Exercise details: Copy the lines of the listing below verbatim, starting at the line that contains "the tractor window." and ending with the last line of the listing.

****************************************

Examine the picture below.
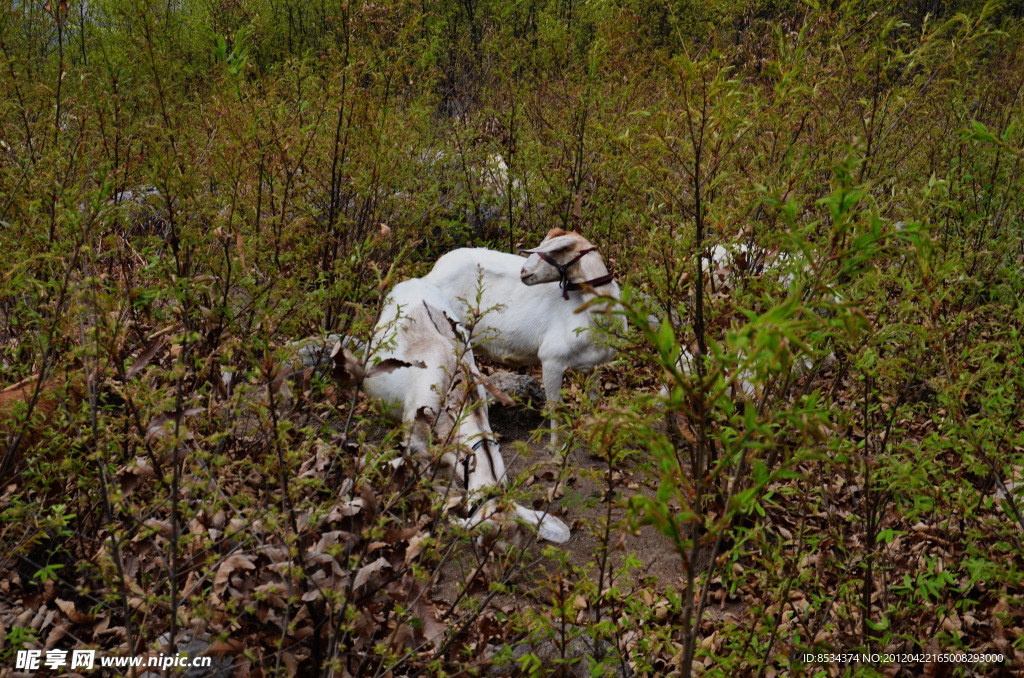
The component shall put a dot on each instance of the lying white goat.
(427, 375)
(529, 309)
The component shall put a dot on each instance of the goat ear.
(554, 244)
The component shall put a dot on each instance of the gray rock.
(582, 650)
(522, 388)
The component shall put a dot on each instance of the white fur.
(525, 320)
(445, 396)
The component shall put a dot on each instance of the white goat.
(427, 375)
(531, 310)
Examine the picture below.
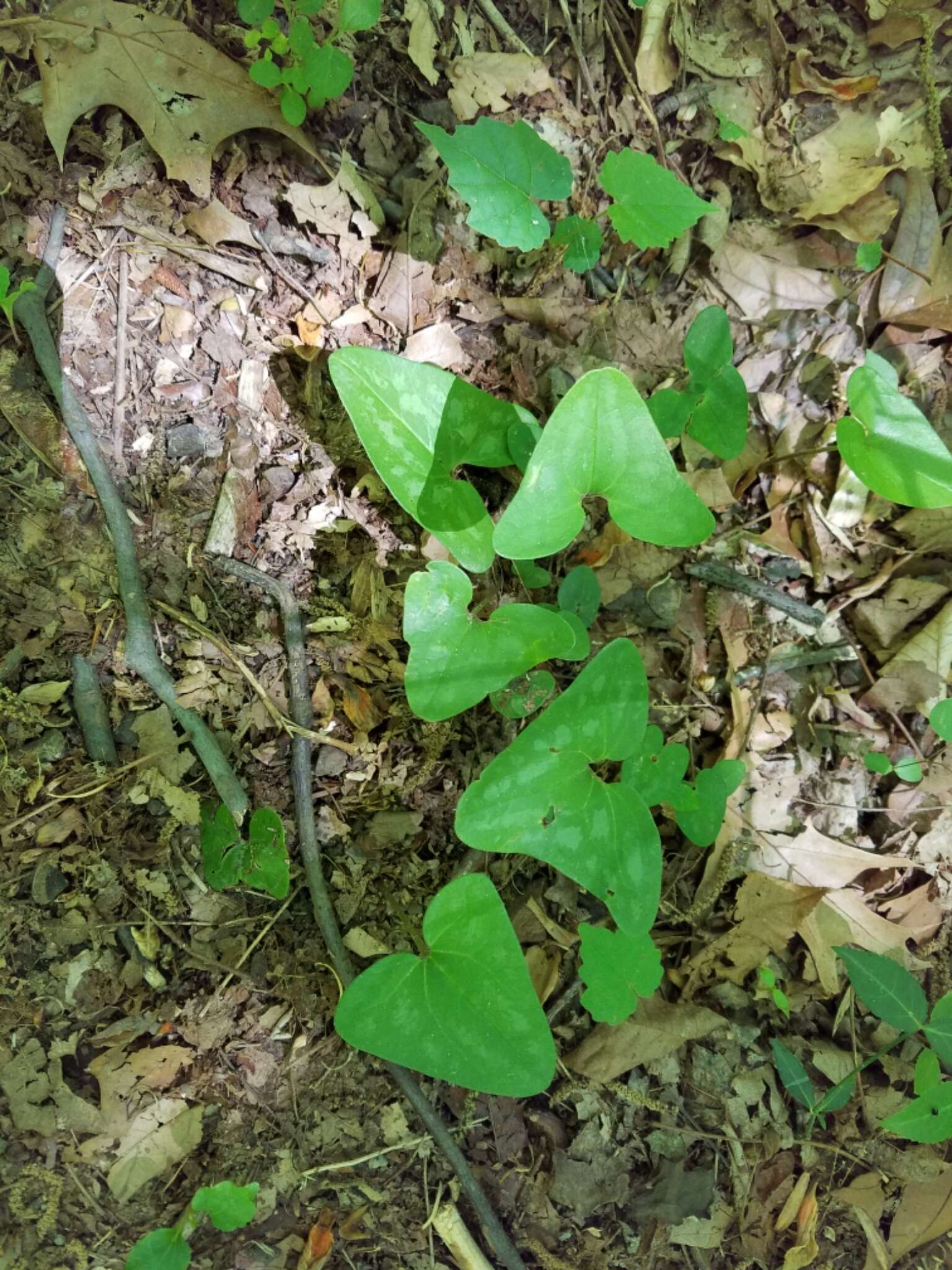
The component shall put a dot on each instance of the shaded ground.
(156, 1036)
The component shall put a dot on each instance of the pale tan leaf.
(186, 95)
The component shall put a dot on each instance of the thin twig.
(301, 780)
(122, 309)
(141, 654)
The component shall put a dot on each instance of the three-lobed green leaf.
(601, 440)
(467, 1011)
(889, 442)
(500, 171)
(456, 659)
(542, 798)
(886, 988)
(651, 207)
(617, 969)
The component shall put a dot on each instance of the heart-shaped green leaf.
(541, 797)
(601, 440)
(924, 1119)
(456, 660)
(619, 969)
(886, 988)
(416, 424)
(889, 442)
(499, 169)
(467, 1011)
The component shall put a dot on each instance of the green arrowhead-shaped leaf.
(161, 1250)
(651, 207)
(619, 969)
(601, 440)
(792, 1073)
(416, 424)
(924, 1119)
(467, 1011)
(938, 1030)
(889, 442)
(267, 854)
(886, 988)
(542, 799)
(583, 242)
(229, 1207)
(456, 660)
(499, 169)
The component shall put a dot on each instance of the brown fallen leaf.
(186, 95)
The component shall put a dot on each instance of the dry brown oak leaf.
(186, 95)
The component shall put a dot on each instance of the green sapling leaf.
(794, 1075)
(500, 169)
(889, 442)
(583, 242)
(229, 1207)
(161, 1250)
(941, 719)
(400, 411)
(542, 798)
(601, 440)
(927, 1118)
(467, 1011)
(651, 207)
(886, 988)
(456, 660)
(524, 695)
(928, 1073)
(617, 970)
(938, 1030)
(580, 593)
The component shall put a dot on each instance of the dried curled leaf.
(186, 95)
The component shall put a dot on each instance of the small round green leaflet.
(455, 660)
(889, 442)
(499, 169)
(651, 207)
(467, 1011)
(941, 719)
(229, 1207)
(601, 440)
(542, 798)
(583, 242)
(524, 695)
(161, 1250)
(580, 593)
(927, 1118)
(886, 988)
(617, 970)
(403, 412)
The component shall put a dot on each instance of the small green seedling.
(542, 797)
(712, 408)
(889, 442)
(868, 255)
(907, 769)
(601, 440)
(501, 171)
(418, 425)
(770, 981)
(455, 659)
(583, 242)
(890, 992)
(465, 1010)
(617, 970)
(651, 207)
(309, 73)
(262, 861)
(227, 1207)
(8, 299)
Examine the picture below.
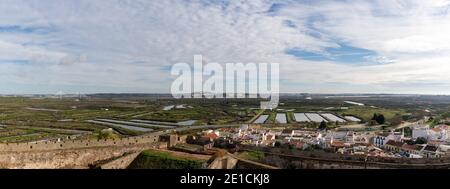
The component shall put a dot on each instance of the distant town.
(305, 131)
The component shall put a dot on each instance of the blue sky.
(85, 46)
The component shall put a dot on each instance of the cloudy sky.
(340, 46)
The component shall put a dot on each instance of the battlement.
(76, 144)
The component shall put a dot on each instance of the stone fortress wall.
(76, 144)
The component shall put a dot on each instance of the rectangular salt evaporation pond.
(315, 117)
(301, 117)
(122, 126)
(167, 108)
(352, 118)
(281, 118)
(261, 119)
(333, 117)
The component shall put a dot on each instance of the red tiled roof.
(394, 143)
(411, 147)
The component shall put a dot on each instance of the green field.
(151, 159)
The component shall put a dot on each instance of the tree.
(323, 125)
(375, 117)
(381, 119)
(421, 140)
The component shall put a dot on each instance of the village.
(425, 141)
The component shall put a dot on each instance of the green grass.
(252, 155)
(151, 159)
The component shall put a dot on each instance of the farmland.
(43, 118)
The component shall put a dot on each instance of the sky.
(128, 46)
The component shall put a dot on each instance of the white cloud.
(133, 43)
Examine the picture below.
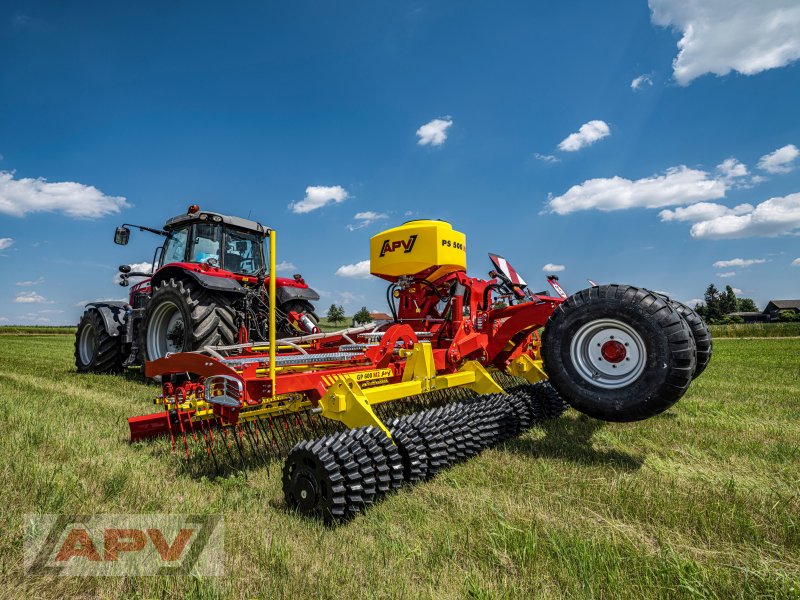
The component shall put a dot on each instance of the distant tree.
(728, 303)
(746, 305)
(335, 314)
(362, 316)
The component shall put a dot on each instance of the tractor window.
(205, 242)
(242, 252)
(175, 247)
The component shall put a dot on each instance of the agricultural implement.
(461, 367)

****************************************

Right answer:
The component shall put a dot on each instance of the tractor window.
(205, 242)
(242, 252)
(175, 247)
The component shall put a dot on each instance of the agricultural implement.
(461, 367)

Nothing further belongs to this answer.